Provided records:

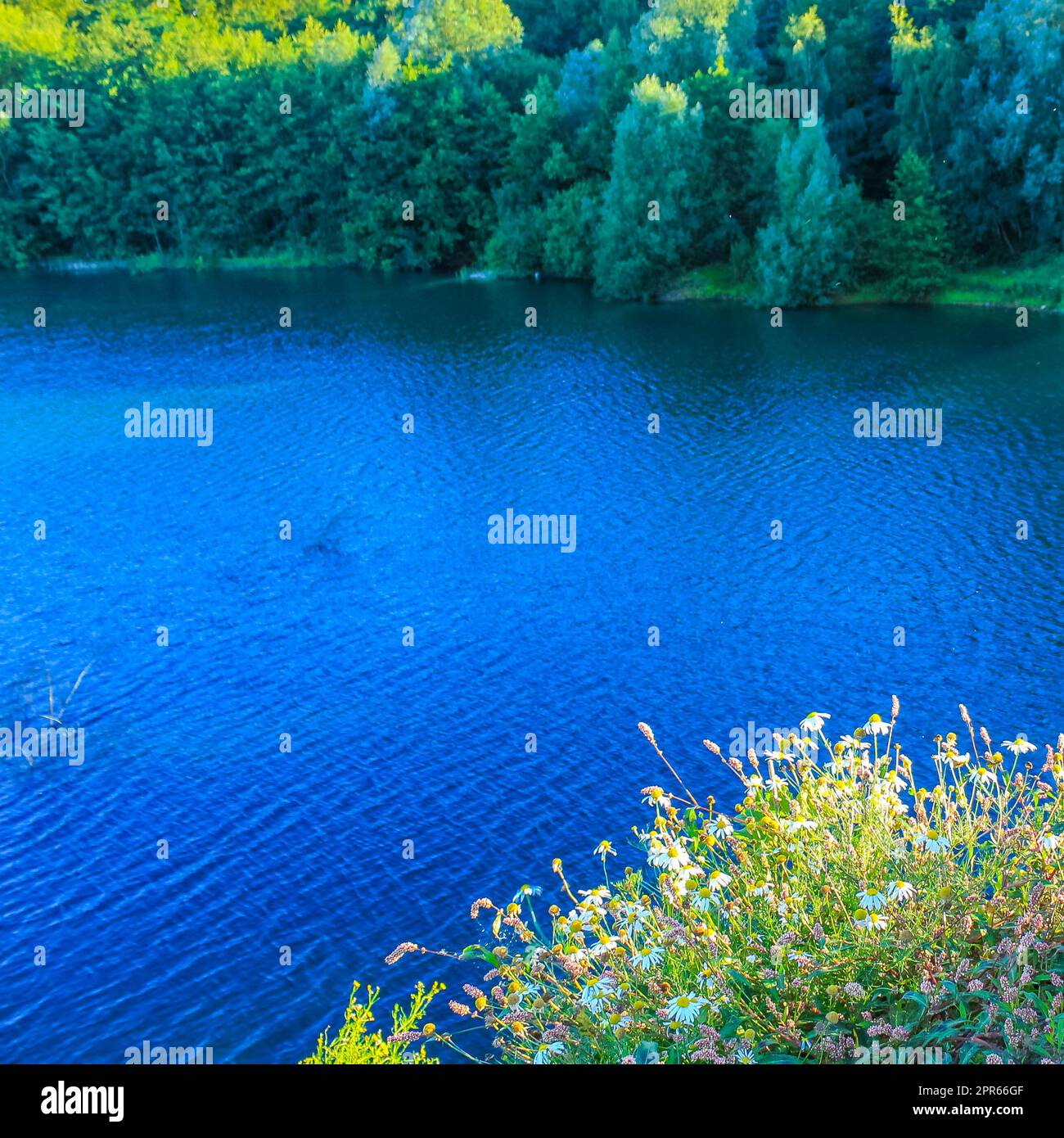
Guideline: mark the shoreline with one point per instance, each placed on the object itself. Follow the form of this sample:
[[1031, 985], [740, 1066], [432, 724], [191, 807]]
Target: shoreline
[[1034, 286]]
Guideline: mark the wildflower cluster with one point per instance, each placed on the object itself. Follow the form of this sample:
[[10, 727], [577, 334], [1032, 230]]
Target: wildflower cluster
[[839, 906]]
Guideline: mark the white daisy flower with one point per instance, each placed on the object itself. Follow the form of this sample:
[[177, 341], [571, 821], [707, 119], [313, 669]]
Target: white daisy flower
[[871, 897], [672, 857], [547, 1052], [685, 1009], [877, 725], [703, 899], [932, 840], [1019, 746], [900, 892], [722, 828], [597, 994], [647, 957]]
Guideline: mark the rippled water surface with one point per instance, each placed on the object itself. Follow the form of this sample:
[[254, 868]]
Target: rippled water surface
[[390, 531]]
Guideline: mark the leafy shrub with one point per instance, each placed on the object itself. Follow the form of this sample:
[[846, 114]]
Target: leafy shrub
[[355, 1045], [842, 913]]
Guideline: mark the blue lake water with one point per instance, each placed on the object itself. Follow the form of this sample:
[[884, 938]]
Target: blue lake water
[[390, 531]]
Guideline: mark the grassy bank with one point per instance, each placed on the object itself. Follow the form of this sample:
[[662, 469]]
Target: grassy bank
[[1034, 285], [842, 912]]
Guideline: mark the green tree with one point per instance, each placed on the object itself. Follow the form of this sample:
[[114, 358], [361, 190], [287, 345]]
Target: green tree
[[913, 251], [649, 210], [805, 253]]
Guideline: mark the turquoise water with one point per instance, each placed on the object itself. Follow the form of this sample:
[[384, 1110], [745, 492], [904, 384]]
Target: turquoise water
[[390, 531]]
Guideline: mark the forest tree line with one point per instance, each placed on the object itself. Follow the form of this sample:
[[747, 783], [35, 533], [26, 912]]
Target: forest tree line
[[575, 138]]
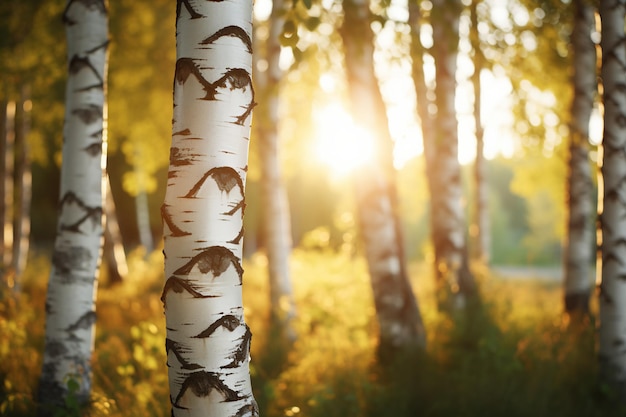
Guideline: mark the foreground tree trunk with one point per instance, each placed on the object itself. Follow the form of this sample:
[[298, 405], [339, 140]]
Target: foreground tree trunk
[[275, 210], [23, 186], [208, 340], [397, 310], [612, 210], [578, 250], [70, 306]]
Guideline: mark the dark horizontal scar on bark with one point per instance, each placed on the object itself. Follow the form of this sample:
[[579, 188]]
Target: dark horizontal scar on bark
[[167, 219], [229, 322], [226, 179], [237, 238], [232, 31], [238, 78], [178, 285], [78, 63], [242, 351], [190, 10], [215, 259], [201, 383], [89, 114], [239, 206], [171, 346], [93, 213]]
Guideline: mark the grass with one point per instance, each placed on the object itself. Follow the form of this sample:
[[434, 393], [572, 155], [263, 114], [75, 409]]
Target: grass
[[511, 356]]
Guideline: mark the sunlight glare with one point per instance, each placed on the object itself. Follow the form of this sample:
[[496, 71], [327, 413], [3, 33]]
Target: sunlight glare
[[339, 143]]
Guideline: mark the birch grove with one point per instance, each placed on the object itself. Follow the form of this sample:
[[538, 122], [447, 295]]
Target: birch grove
[[70, 303]]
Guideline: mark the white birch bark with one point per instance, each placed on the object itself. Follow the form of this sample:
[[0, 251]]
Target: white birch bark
[[578, 245], [453, 279], [276, 216], [481, 230], [207, 339], [70, 306], [612, 211], [397, 309]]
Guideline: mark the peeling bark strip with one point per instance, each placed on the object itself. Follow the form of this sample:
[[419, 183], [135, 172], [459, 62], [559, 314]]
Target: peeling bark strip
[[208, 342], [70, 304]]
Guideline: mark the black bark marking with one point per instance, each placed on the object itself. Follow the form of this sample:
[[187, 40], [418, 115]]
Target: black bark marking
[[71, 259], [232, 31], [242, 352], [229, 322], [171, 346], [226, 179], [202, 383], [233, 79], [177, 158], [251, 409], [93, 213], [215, 259], [167, 219], [239, 206], [56, 348], [78, 63], [184, 132], [178, 285], [190, 10], [186, 67], [237, 238], [89, 114], [84, 322], [89, 4]]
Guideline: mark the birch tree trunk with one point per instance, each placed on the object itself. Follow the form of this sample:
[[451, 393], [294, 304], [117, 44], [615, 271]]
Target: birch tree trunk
[[454, 281], [275, 210], [208, 340], [578, 245], [70, 307], [23, 187], [397, 310], [612, 210], [481, 230]]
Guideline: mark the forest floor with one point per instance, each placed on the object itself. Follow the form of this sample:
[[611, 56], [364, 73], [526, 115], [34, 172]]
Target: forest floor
[[512, 355]]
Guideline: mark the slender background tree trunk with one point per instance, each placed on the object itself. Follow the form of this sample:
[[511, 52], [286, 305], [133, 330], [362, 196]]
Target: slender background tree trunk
[[612, 208], [70, 303], [578, 252], [397, 310]]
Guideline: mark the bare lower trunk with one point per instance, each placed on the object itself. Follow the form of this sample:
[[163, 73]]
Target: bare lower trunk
[[397, 310], [578, 246], [21, 218], [113, 254], [612, 189], [70, 302]]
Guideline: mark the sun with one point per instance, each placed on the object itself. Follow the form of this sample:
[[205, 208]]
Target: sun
[[340, 144]]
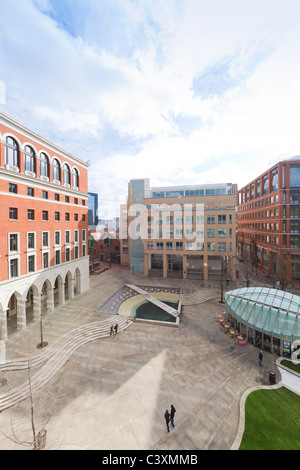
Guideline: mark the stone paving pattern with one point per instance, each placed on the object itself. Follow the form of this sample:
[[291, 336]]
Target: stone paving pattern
[[113, 392]]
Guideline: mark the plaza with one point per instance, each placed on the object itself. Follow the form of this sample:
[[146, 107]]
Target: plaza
[[112, 393]]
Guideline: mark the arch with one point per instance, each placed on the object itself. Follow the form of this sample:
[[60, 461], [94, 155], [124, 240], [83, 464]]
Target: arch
[[77, 282], [15, 314], [32, 304], [75, 177], [44, 164], [66, 173], [58, 291], [29, 159], [68, 286], [12, 151], [56, 166]]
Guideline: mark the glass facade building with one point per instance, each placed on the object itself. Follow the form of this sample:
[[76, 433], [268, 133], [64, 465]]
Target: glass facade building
[[268, 318]]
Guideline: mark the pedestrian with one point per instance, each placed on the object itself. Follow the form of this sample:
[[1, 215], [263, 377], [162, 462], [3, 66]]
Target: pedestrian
[[260, 357], [172, 414], [167, 418]]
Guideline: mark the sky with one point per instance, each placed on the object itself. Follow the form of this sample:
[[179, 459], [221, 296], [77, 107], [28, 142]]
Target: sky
[[178, 91]]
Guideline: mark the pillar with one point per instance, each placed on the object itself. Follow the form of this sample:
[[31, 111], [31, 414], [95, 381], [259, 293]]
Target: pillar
[[165, 266]]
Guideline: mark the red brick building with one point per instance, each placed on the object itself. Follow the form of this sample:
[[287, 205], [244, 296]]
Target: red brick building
[[268, 222], [44, 225]]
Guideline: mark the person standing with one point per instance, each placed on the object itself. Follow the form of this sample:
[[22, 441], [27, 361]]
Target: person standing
[[167, 418], [172, 414], [260, 357]]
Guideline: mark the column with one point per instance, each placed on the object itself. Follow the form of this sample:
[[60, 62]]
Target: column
[[146, 265], [205, 267], [184, 267], [165, 266], [3, 325], [21, 314]]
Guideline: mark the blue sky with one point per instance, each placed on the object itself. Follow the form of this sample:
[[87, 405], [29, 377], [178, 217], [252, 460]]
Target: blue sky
[[180, 91]]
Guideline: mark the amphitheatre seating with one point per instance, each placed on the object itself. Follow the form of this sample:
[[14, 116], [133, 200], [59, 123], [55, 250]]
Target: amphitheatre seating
[[53, 358]]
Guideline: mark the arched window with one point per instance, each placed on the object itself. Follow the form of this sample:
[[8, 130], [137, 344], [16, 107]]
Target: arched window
[[67, 174], [12, 153], [44, 165], [29, 159], [75, 178], [56, 170]]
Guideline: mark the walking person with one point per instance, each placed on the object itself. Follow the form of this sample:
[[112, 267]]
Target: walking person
[[260, 357], [172, 414], [167, 418]]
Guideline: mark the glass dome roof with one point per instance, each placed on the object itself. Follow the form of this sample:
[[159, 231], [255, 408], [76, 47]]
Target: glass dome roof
[[270, 311]]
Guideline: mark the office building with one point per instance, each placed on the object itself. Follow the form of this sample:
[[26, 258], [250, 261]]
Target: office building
[[268, 222], [44, 226], [185, 231]]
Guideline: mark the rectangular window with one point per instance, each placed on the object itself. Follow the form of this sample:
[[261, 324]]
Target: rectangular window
[[14, 268], [31, 264], [30, 214], [13, 242], [57, 238], [13, 213], [57, 257], [45, 239], [45, 260], [12, 188], [31, 241]]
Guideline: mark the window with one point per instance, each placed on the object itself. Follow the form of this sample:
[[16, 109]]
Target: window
[[14, 268], [57, 238], [45, 260], [30, 241], [67, 174], [13, 242], [12, 188], [29, 159], [56, 170], [57, 257], [13, 213], [75, 178], [30, 214], [31, 264], [45, 239], [44, 165], [12, 154]]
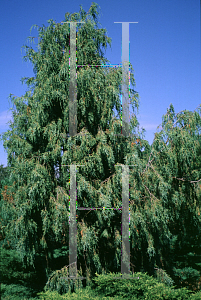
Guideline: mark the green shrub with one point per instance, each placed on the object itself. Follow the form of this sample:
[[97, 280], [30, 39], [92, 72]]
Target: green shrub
[[14, 292], [141, 286]]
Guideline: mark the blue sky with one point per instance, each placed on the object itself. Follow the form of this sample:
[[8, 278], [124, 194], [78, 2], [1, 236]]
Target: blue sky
[[164, 51]]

Your task:
Output the material above exactly, but only from the line that carries "Target: wildflower cluster" through the line that carries "[[846, 114]]".

Response to the exercise:
Target: wildflower cluster
[[839, 906]]
Guideline: mark the white daisy flower with one point per instance, each placed on the object itself. Follow the form of this sample:
[[177, 341], [571, 821], [707, 119], [313, 669]]
Target: white daisy flower
[[871, 897], [672, 857], [547, 1052], [685, 1009], [877, 725], [703, 899], [932, 840], [1019, 746], [900, 892], [722, 828], [597, 994], [647, 957]]
Guideline: mark the rippled water surface with one point per instance, each placed on the object itself. Follow the form of this sample:
[[254, 868]]
Target: rippled water surface
[[390, 531]]
Guideline: mark the leafy shrub with one point per instance, each placed on the object itself. Follow the form of this sample:
[[846, 114]]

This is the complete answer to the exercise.